- _Required work_: Return all the lines below, exactly as they read.

━━━━━━━━━━━━━━━━

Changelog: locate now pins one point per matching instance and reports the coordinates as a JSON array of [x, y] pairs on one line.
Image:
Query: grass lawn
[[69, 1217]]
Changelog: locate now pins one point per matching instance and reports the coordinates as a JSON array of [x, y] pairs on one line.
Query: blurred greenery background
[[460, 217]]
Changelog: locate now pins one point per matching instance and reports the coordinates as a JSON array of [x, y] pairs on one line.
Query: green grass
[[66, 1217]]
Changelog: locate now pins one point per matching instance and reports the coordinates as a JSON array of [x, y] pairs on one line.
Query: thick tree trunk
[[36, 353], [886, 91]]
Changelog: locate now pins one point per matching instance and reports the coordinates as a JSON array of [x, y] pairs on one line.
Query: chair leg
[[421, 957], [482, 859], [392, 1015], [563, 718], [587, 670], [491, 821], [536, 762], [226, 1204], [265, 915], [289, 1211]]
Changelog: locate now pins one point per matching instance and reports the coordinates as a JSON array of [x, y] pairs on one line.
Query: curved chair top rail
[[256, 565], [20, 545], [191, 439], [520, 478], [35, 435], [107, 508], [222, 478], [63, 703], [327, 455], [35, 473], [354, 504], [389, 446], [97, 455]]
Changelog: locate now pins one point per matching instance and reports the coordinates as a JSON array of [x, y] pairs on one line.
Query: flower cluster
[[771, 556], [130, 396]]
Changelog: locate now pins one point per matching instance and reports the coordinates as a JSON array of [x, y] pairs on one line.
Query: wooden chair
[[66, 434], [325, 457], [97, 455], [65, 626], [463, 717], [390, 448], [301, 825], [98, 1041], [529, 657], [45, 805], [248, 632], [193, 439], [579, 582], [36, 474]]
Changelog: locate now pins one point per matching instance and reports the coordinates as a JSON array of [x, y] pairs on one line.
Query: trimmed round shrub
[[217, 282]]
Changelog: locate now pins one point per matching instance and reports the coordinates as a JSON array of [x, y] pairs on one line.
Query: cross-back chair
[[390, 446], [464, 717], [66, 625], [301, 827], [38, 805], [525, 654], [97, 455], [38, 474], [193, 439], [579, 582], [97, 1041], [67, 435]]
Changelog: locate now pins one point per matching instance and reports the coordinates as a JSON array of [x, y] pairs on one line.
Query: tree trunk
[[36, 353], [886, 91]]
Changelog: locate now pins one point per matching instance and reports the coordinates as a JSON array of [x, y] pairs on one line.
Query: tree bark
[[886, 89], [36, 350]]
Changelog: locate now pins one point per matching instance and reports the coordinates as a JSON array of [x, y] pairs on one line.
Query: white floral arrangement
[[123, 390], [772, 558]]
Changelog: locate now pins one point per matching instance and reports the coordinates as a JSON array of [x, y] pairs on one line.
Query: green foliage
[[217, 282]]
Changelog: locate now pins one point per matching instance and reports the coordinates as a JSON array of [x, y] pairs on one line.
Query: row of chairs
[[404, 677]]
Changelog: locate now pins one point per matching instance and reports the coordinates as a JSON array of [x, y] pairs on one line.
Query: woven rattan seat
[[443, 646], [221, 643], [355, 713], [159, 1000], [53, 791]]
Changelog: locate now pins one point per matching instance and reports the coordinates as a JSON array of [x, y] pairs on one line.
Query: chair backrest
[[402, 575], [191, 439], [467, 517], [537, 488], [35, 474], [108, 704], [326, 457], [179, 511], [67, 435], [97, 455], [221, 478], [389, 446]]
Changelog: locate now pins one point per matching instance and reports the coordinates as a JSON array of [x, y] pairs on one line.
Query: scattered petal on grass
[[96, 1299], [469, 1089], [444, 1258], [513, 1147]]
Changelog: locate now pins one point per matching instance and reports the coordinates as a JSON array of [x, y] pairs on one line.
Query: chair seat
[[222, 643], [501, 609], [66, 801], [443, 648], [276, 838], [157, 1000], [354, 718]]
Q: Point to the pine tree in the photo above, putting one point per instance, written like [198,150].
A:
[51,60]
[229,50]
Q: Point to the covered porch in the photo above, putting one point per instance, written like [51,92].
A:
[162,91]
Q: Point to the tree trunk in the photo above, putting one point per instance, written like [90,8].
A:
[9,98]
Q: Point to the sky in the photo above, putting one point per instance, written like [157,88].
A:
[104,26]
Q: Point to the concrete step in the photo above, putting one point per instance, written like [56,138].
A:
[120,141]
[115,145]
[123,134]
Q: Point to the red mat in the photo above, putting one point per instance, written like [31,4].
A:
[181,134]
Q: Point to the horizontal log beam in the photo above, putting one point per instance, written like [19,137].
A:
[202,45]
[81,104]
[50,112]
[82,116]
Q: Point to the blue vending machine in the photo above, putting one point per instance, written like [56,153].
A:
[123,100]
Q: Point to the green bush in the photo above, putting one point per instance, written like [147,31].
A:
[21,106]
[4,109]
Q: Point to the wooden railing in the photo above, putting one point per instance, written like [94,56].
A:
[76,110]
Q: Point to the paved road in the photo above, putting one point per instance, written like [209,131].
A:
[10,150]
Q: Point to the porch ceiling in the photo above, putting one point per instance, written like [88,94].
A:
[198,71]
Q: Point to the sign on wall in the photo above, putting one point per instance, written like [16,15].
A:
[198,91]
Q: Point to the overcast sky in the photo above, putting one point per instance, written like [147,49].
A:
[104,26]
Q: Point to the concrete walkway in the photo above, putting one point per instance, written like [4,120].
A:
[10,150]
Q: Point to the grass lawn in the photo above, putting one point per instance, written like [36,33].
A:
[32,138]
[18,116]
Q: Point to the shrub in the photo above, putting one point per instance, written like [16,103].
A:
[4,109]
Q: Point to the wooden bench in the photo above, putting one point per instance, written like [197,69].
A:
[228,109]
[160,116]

━━━━━━━━━━━━━━━━

- _Task result_:
Changelog: locate now pins one point per matching instance and reports the coordinates as a JSON array of [x, y] pairs on one line.
Image:
Query: grass lawn
[[69, 1217]]
Changelog: locate now pins one point per matching instance and reports the coordinates as a JSON array of [x, y] pairs on one line.
Query: blurred greenery background
[[460, 217]]
Changelog: locate now pins one point per matching instance and reports the coordinates as a JSON array of [x, y] pairs on one line.
Query: green grass
[[66, 1217]]
Changelog: locate now pins one point per matching instance and reports the coordinates as a JSON array of [x, y] pairs on one line.
Query: thick tree trunk
[[36, 353], [886, 91]]
Changelog: locate now pins one point per matching instance and reports the coordinates as a JSON array of [x, y] pairs on one line.
Query: chair leg
[[421, 957], [482, 859], [392, 1015], [563, 718], [587, 670], [491, 821], [536, 762], [226, 1204], [265, 915], [289, 1211]]
Changelog: locate now pins one point per matching instance and reports the coordinates as a JSON array of [x, y] pairs on one line.
Query: curved chair top rail
[[256, 565], [20, 545], [191, 439], [520, 478], [35, 435], [107, 508], [222, 478], [63, 703], [327, 455], [35, 473], [354, 504], [389, 446], [97, 455]]
Changelog: locate now pins one point per matching instance and reports the coordinates as a JSON array of [x, y] pairs on one line.
Query: flower cluster
[[771, 556], [130, 396]]
Changelog: locate now pins one point per matching instance and reports the coordinates as a JSON array of [x, y] pairs on one line.
Query: wooden chair
[[66, 434], [325, 457], [97, 455], [65, 626], [463, 717], [390, 448], [301, 825], [98, 1041], [529, 657], [45, 805], [248, 632], [193, 439], [579, 582], [36, 474]]
Changelog: locate now pins one point per matching instance and reports the coordinates as a JSON array of [x, y] pairs on one line.
Query: trimmed round shrub
[[217, 282]]
Changelog: locate now pins one point per matching instance and reports the coordinates as a JSON array of [x, y] pairs on one line.
Query: cross-back chair
[[390, 446], [464, 717], [66, 625], [301, 827], [38, 805], [525, 654], [97, 455], [38, 474], [193, 439], [579, 582], [97, 1041], [67, 435]]
Changelog: locate now pins one point per matching instance and reports the coordinates as a JSON array of [x, y] pairs on one line.
Query: tree trunk
[[36, 353], [886, 91]]
Changelog: locate now pins one point per matching instance and reports the coordinates as a JSON array of [x, y] pairs on one line.
Query: tree bark
[[886, 89], [36, 350]]
Changelog: locate now pins one point per matching instance and reports the coordinates as a JSON array of [x, y] pairs on one line.
Query: white floral arrangement
[[123, 390], [772, 558]]
Changelog: locate now pins one point per matching instance and reports the coordinates as a JSON array of [x, y] pairs on one line.
Query: green foliage
[[217, 282]]
Changelog: locate now pins one point per matching instance and reports the coordinates as a JSON array of [x, y] pairs on one line.
Query: row of chairs
[[404, 677]]
Changelog: locate now pins one point per matching instance and reports the coordinates as a JSON array of [x, y] pairs on one line.
Query: woven rattan seat
[[443, 646], [221, 643], [355, 713], [159, 1000], [53, 791]]
Changelog: locate now pins one point per matching instance and reports the coordinates as a JSON array of [x, y] pairs on one line.
Query: chair backrest
[[402, 575], [191, 439], [467, 517], [537, 488], [35, 474], [108, 704], [326, 457], [179, 511], [67, 435], [97, 455], [221, 478], [389, 446]]
Changelog: locate now pins one point per matching instance and reports the coordinates as a JSON array of [x, y] pairs on one line.
Query: scattered petal on grass
[[96, 1299], [469, 1089], [444, 1258], [513, 1147]]
Changelog: locate now pins one point per matching instance and reports the coordinates as a JSON array of [x, y] pairs on one line.
Query: chair seat
[[222, 643], [501, 609], [66, 801], [443, 648], [276, 838], [157, 1000], [354, 718]]
Q: Point to the pine tree in the photo above, putting one point per instance, written like [198,150].
A:
[51,60]
[229,50]
Q: Point to the covered porch in the photo above, putting one point per instance, written like [51,92].
A:
[162,91]
Q: Point to the tree trunk in the photo above, putting one point per instance, written like [90,8].
A:
[9,98]
Q: Point to the sky in the photo above, putting one point per instance, written like [157,88].
A:
[104,26]
Q: Point to the concrete step in the photo above, putting one point per instance, written like [56,138].
A:
[120,141]
[115,145]
[123,134]
Q: Point to the red mat in the photo above, putting one point per instance, written like [31,4].
A:
[181,134]
Q: Point to the horizontal log beam in the photo above, putting one point per instance, written like [19,137].
A:
[202,45]
[81,104]
[50,112]
[82,116]
Q: Point to the blue vending machine in the photo above, putting one point per instance, written like [56,153].
A:
[123,100]
Q: Point to the green bush in the photo above, putting one point per instance, written like [147,31].
A:
[21,106]
[4,109]
Q: Point to the wooden railing in the photo above, putting one point per instance, written like [94,56].
A:
[76,110]
Q: Point to the paved road in the photo above, putting one point per instance, written like [209,131].
A:
[10,150]
Q: Point to the porch ceiling in the photo above, putting one point per instance, written like [88,94].
A:
[198,71]
Q: Point to the sign on wall in the photo above, putting one point per instance, written like [16,15].
A:
[198,91]
Q: Point to the overcast sky in the photo above, putting one point per instance, written like [147,49].
A:
[104,26]
Q: Point to the concrete walkway in the photo above, putting one point per instance, written like [4,120].
A:
[10,150]
Q: Point to the grass lawn in the photo above, putting one point per instance, written like [36,33].
A:
[32,138]
[18,116]
Q: Point to the shrub in the photo above, putting one point per instance, written like [16,103].
A:
[4,109]
Q: Point to the wooden bench in the photo above, putting one point per instance, written like [197,69].
A:
[228,109]
[160,116]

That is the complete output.